* [Exercise] Reproduce the complete listing without any deviation.

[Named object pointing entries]
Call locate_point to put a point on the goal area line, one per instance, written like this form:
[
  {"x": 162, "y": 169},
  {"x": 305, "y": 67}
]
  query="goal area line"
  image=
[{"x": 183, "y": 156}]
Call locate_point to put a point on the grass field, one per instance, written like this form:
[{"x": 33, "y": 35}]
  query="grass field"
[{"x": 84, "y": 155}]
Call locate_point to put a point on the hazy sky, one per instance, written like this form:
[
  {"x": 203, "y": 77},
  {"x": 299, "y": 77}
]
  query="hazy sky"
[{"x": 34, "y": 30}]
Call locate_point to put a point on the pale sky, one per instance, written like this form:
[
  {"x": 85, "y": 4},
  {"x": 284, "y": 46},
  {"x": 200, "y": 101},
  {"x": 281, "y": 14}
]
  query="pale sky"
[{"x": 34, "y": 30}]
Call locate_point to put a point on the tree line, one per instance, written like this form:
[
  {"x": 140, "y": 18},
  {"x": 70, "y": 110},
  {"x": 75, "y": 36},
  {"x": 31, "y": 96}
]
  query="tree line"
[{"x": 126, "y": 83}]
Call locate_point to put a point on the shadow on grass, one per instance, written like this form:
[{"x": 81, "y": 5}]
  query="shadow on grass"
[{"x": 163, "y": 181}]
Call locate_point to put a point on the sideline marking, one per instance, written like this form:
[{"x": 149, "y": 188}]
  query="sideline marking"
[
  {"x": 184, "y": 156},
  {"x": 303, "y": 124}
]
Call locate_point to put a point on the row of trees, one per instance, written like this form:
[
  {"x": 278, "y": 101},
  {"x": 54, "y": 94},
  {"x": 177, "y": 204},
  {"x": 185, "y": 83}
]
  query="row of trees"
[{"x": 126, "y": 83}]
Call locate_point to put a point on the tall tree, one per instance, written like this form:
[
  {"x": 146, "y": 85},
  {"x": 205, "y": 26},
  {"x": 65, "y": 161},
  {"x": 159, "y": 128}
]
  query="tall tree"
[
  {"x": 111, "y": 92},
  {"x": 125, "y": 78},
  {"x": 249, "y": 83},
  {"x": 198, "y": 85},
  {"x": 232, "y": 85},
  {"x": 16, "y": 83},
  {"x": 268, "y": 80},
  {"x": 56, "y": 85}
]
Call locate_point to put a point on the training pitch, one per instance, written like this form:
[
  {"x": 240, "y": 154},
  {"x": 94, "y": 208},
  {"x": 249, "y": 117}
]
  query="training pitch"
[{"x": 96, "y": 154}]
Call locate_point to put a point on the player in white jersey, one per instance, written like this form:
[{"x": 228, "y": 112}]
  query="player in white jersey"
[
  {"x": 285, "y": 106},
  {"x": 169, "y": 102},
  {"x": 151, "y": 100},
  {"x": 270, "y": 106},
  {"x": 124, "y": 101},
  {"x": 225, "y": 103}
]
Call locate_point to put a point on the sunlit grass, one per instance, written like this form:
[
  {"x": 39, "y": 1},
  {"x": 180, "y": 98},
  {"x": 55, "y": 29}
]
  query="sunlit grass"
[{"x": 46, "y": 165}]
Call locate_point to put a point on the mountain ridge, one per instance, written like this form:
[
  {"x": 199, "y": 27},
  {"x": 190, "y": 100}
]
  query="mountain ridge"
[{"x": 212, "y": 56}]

* [Result of this exercise]
Call locate_point to put a point on the goal area line, one per instance, written like this form:
[
  {"x": 162, "y": 169},
  {"x": 305, "y": 67}
]
  query="goal area line"
  image=
[{"x": 183, "y": 156}]
Call locate_point to put a point on the grass field, one per instance, written like this form:
[{"x": 33, "y": 35}]
  query="grass field"
[{"x": 84, "y": 155}]
Call locate_point to put a point on the hazy sky, one per instance, written like this form:
[
  {"x": 203, "y": 77},
  {"x": 299, "y": 77}
]
  query="hazy sky"
[{"x": 34, "y": 30}]
Call locate_point to put a point on the pale sky, one per instance, written like this form:
[
  {"x": 85, "y": 4},
  {"x": 284, "y": 46},
  {"x": 200, "y": 101},
  {"x": 281, "y": 14}
]
  query="pale sky"
[{"x": 34, "y": 30}]
Call locate_point to put a point on the tree line, one per instance, written like this form:
[
  {"x": 140, "y": 18},
  {"x": 70, "y": 110},
  {"x": 75, "y": 36},
  {"x": 31, "y": 96}
]
  query="tree line"
[{"x": 126, "y": 83}]
Call locate_point to put a point on the shadow on grass, one per instance, written like this form:
[{"x": 81, "y": 5}]
  query="shadow on grass"
[{"x": 163, "y": 181}]
Call locate_point to put a point on the sideline marking, one per instance, written like this form:
[{"x": 149, "y": 188}]
  query="sideline marking"
[
  {"x": 184, "y": 156},
  {"x": 303, "y": 124}
]
Call locate_point to put a point on the row of trees, one per instance, written like this form:
[
  {"x": 278, "y": 101},
  {"x": 54, "y": 94},
  {"x": 177, "y": 204},
  {"x": 185, "y": 83}
]
  query="row of trees"
[{"x": 126, "y": 83}]
Call locate_point to put a point on the tall tree, one per instance, written like this form:
[
  {"x": 146, "y": 85},
  {"x": 205, "y": 26},
  {"x": 65, "y": 161},
  {"x": 159, "y": 128}
]
  query="tall tree"
[
  {"x": 111, "y": 92},
  {"x": 125, "y": 78},
  {"x": 249, "y": 83},
  {"x": 198, "y": 85},
  {"x": 232, "y": 85},
  {"x": 16, "y": 83},
  {"x": 268, "y": 80},
  {"x": 56, "y": 85}
]
Call locate_point to put a point on the training pitch, one per instance, written like this form:
[
  {"x": 240, "y": 154},
  {"x": 94, "y": 208},
  {"x": 249, "y": 117}
]
  query="training pitch"
[{"x": 96, "y": 154}]
Call locate_point to put a point on the player in white jersey, one per instance, written like this form:
[{"x": 228, "y": 112}]
  query="player in white jersey"
[
  {"x": 285, "y": 106},
  {"x": 169, "y": 102},
  {"x": 151, "y": 100},
  {"x": 270, "y": 106},
  {"x": 124, "y": 101},
  {"x": 225, "y": 103}
]
Call locate_point to put a point on the sunlit grass, one per instance, written like this form:
[
  {"x": 39, "y": 1},
  {"x": 180, "y": 98},
  {"x": 55, "y": 29}
]
  query="sunlit grass"
[{"x": 46, "y": 165}]
Call locate_point to put a point on the mountain ridge, one per instance, written like this form:
[
  {"x": 199, "y": 27},
  {"x": 190, "y": 100}
]
  query="mountain ridge"
[{"x": 212, "y": 56}]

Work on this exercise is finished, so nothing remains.